### TASK BRIEF
Going through the listing below, work out how many lines include "every" and give that number by itself.

### EXCERPTED DATA
────────────────────
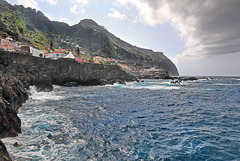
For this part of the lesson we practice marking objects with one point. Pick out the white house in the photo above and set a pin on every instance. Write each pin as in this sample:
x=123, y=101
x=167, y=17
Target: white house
x=70, y=56
x=36, y=52
x=55, y=55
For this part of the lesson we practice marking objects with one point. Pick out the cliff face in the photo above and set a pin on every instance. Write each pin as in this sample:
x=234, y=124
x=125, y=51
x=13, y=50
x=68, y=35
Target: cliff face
x=33, y=27
x=98, y=41
x=18, y=72
x=45, y=72
x=12, y=95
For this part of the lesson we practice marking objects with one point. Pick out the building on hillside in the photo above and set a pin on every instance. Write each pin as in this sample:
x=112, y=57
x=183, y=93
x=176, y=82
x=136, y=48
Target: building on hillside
x=70, y=56
x=6, y=48
x=33, y=51
x=5, y=42
x=80, y=60
x=55, y=55
x=98, y=59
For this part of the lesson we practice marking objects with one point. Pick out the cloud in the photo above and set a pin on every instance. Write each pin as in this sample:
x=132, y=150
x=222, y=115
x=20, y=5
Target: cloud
x=209, y=27
x=51, y=2
x=81, y=2
x=76, y=10
x=115, y=14
x=28, y=3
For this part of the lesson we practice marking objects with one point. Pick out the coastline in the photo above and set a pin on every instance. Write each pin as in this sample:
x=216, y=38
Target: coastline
x=18, y=72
────────────────────
### ANSWER TO THIS PROBLEM
5